_Exercise details_. Return all of the entries word for word, but omit the pictures they contain.

Location annotation dataset excerpts:
□ □ □ □

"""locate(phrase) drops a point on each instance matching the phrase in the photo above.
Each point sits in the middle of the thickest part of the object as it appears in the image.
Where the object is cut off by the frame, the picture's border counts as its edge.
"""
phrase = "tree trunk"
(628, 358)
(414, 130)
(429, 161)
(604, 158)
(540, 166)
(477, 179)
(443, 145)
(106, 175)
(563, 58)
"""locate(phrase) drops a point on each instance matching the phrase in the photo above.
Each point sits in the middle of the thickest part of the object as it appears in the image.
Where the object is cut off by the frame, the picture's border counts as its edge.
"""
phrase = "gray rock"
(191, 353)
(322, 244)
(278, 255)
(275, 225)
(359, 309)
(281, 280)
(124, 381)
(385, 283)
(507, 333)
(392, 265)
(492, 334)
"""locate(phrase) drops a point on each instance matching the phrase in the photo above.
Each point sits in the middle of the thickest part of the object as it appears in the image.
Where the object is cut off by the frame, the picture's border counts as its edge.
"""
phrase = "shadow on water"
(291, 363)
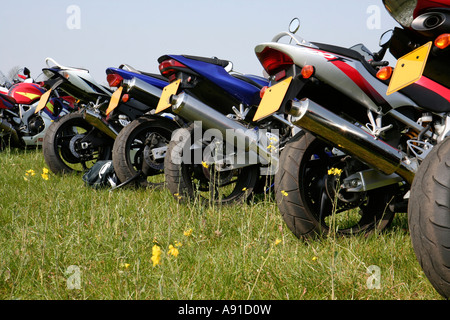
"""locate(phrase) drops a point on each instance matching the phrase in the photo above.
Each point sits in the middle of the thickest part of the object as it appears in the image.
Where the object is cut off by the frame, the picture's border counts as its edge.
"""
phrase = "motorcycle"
(422, 23)
(363, 143)
(77, 141)
(196, 161)
(20, 123)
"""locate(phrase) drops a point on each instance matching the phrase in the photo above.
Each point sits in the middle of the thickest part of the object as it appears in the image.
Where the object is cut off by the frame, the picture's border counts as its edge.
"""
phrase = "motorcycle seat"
(248, 80)
(215, 61)
(347, 53)
(9, 99)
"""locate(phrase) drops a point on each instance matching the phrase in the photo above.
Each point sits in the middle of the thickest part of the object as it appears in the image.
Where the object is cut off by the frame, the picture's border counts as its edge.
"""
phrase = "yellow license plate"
(272, 99)
(409, 68)
(43, 101)
(114, 101)
(168, 91)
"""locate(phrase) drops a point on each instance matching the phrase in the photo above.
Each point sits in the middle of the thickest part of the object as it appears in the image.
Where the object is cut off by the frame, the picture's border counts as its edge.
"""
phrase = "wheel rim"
(334, 209)
(216, 185)
(147, 147)
(72, 149)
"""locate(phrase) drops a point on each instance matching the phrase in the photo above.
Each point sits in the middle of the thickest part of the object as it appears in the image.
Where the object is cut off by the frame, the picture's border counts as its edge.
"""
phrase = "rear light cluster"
(384, 73)
(114, 80)
(169, 68)
(274, 61)
(443, 41)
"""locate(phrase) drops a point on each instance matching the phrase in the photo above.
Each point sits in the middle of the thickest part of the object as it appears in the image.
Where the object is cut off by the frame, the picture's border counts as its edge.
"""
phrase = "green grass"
(47, 226)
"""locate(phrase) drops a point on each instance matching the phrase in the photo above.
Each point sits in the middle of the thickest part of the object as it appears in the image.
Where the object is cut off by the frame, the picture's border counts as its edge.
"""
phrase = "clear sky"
(96, 34)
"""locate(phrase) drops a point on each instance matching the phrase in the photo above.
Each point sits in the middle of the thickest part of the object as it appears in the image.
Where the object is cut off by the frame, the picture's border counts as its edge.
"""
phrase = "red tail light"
(443, 41)
(169, 67)
(114, 80)
(273, 61)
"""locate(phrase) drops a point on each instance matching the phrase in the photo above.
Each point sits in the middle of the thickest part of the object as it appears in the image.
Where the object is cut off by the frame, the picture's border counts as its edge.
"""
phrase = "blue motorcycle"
(197, 161)
(75, 142)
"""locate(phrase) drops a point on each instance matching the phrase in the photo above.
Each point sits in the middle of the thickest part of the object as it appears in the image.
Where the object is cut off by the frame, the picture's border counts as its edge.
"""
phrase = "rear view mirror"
(385, 38)
(294, 25)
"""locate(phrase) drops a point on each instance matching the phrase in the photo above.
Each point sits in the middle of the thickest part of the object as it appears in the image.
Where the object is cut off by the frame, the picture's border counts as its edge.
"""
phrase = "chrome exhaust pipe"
(350, 139)
(142, 91)
(6, 127)
(97, 121)
(247, 139)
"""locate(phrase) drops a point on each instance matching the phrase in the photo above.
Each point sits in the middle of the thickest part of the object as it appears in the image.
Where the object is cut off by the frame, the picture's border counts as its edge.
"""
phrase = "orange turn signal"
(384, 73)
(263, 90)
(307, 71)
(443, 41)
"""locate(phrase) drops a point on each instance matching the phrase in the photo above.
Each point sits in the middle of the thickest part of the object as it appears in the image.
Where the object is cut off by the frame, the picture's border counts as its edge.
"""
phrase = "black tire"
(186, 180)
(133, 146)
(429, 217)
(61, 149)
(305, 193)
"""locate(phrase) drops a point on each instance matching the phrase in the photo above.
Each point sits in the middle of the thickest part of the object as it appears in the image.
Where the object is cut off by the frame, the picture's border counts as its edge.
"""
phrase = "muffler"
(350, 139)
(233, 133)
(6, 127)
(142, 91)
(97, 121)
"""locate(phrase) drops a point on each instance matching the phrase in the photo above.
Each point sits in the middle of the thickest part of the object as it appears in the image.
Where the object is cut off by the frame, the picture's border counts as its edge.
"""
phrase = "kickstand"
(138, 174)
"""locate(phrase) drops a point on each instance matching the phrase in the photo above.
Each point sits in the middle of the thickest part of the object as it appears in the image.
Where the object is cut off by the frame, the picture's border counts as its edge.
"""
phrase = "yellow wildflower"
(335, 171)
(156, 255)
(173, 251)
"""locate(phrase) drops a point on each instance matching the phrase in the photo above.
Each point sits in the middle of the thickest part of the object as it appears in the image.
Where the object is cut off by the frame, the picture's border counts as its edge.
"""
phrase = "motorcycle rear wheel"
(61, 145)
(187, 180)
(429, 217)
(306, 198)
(135, 144)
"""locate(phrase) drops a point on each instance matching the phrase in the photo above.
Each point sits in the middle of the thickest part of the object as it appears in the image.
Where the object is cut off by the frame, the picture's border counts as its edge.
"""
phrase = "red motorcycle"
(20, 125)
(374, 140)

□ □ □ □

_The solution_.
"""locate(phrase) drops a point on each instance matching the phrase in the photo above.
Each point sits in the middle of the thickest part of the object as it appears in the image.
Where the object is cut off by the frame, the picture's border counts as its edge.
"""
phrase = "tree trunk"
(628, 358)
(414, 130)
(429, 161)
(604, 158)
(540, 166)
(477, 179)
(443, 145)
(106, 175)
(563, 58)
"""locate(phrase) drops a point on each instance matching the phrase in the photo above.
Each point sits in the middle of the thickest part of the object as it appears in the image.
Where the object is cut off by the frame, the picture's border counts as its edge.
"""
phrase = "gray rock"
(191, 353)
(322, 244)
(278, 255)
(275, 225)
(359, 309)
(281, 280)
(124, 381)
(385, 283)
(507, 333)
(392, 265)
(492, 334)
"""locate(phrase) drops a point on each instance matching the phrase in the photo above.
Each point sits in the middle of the thickest part of the object as it appears in the image.
Where the object is cut off by the frame, the picture's border counts as its edge.
"""
phrase = "shadow on water"
(291, 363)
"""locate(phrase) drops a point on each instance matching the phrase in the photo above.
Each point sits in the middle of the thickest part of the object as it appears in the image.
Where the object is cut off by the frame, the picture's border counts as its edge.
"""
phrase = "motorcycle"
(422, 23)
(363, 143)
(77, 141)
(196, 161)
(20, 123)
"""locate(phrase) drops a point on each instance matching the phrase in the photo above.
Each point sits in the middle of the thickest part of the object as it appears in the image.
Where the object is cut off by the frame, the picture's border counts as its edge.
"""
phrase = "motorcycle seat"
(248, 80)
(215, 61)
(347, 53)
(9, 99)
"""locate(phrase) drops a point on each instance matching the phrase in the photo above.
Each point sits in the middle of the thickest part of the object as it appears in the image.
Where the object is cut off by the frame, the picture's border counts as its edge.
"""
phrase = "yellow license plate"
(272, 99)
(409, 68)
(43, 101)
(114, 101)
(168, 91)
"""locate(phrase) drops a point on each instance matching the phrase in the photo above.
Each point sits in the middle of the thickest part of the object as it appears in the image.
Where the object is cut off by the frame, the picture's border counts as its edge.
"""
phrase = "wheel rim"
(334, 209)
(216, 185)
(147, 147)
(72, 149)
"""locate(phrase) drops a point on each instance matching the phrase in the photo above.
Each point sits in the middle of the thickest part of the object as it appears in the image.
Where the object is cut off by the frame, the picture's border counts as its edge.
"""
phrase = "rear light cluster"
(384, 73)
(114, 80)
(169, 68)
(274, 61)
(443, 41)
"""locate(phrase) drops a point on each instance matching the phrase in the photo above.
Each point sits in the middle of the thickest part of the object as it appears in the image.
Where the object is cut off by the frame, the picture's border counts as its edge.
"""
phrase = "green grass"
(47, 226)
"""locate(phrase) drops a point on each instance matching the phrase in the photo above.
Each point sits in the middle of the thickest part of the object as it appears in the image.
Where the object is cut off by the frame, the picture's border counts as its edge.
"""
phrase = "clear sky"
(96, 34)
"""locate(phrase) drops a point on each instance matching the phrase in the photo above.
Each point sits in the middle of the thickest part of the object as it appears in the image.
Where the object is cut off by the frame, the picture's border counts as its edge.
"""
phrase = "red tail light"
(443, 41)
(169, 67)
(114, 80)
(273, 61)
"""locate(phrase) drops a point on each instance matching the phrase in the photo above.
Each point sits in the middle of the thickest part of the object as it appears in the image.
Where the object is cut off by the frame, the picture's border counts as its edge.
"""
phrase = "blue motorcycle"
(197, 161)
(75, 142)
"""locate(phrase) drops a point on each instance matching the phrase in the photo above.
Each point sits in the middle of the thickest part of the object as it appears in the image.
Where the object is cut off by the frame, the picture's border counts as its edge.
"""
phrase = "rear view mirror"
(385, 38)
(294, 25)
"""locate(phrase) drops a point on each instance matching the phrase in the photo above.
Each point sits in the middle of the thickest part of the object as it appears in the image.
Where the object is cut off by the frame, the picture's border counts as its edge.
"""
phrase = "chrome exhaust pipe"
(350, 139)
(142, 91)
(6, 127)
(97, 121)
(247, 139)
"""locate(phrase) drops a point on each instance matching the phrase in the photo above.
Each point sits in the middle of the thickest part of the object as it appears in the image.
Where the object is cut off by the frame, the picture's border counts as its edge.
"""
phrase = "orange turn signal"
(384, 73)
(263, 90)
(307, 71)
(443, 41)
"""locate(phrase) drops a point on each instance matching the phrase in the photo above.
Each point sits in the middle of the thickest part of the object as it appears in the image.
Where the object is cut off by the frame, the picture's border counts as its edge.
"""
phrase = "black tire"
(186, 180)
(133, 146)
(429, 217)
(61, 149)
(305, 193)
"""locate(phrase) drops a point on each instance matching the phrase in the photo above.
Each point sits in the middle of the thickest part of the object as it appears in the image.
Where the object is cut off by the frame, the picture's border counts as its edge.
"""
phrase = "muffler"
(350, 139)
(233, 133)
(6, 127)
(142, 91)
(97, 121)
"""locate(phrase) drops a point on each instance matching the phrase in the photo above.
Each point sits in the middle of the thickest part of the object as it appears in the image.
Where the object is cut off by the frame, the picture's border counts as its edge.
"""
phrase = "kickstand"
(138, 174)
"""locate(phrase) drops a point on each instance matching the phrase in the photo above.
Each point sits in the middle of the thickest part of the object as it appears in the image.
Where the object is cut off by the frame, the picture's border counts as its edge.
"""
phrase = "yellow wildflower"
(335, 171)
(156, 255)
(173, 251)
"""locate(phrase) drops a point on each instance matching the phrase in the photo above.
Each point sits in the middle of the thickest part of the object as it appears in the image.
Where the object is cut off by the frame, the picture's border counts as its edge.
"""
phrase = "motorcycle rear wheel"
(61, 145)
(187, 180)
(429, 217)
(306, 198)
(135, 144)
"""locate(phrase) drops a point on each instance matching the phrase in the photo above.
Each point sits in the middle of the thickest part of the object as it appears in the image.
Where the object is cut off by the frame, the picture's border counts as its edge.
"""
phrase = "red motorcycle"
(20, 125)
(374, 140)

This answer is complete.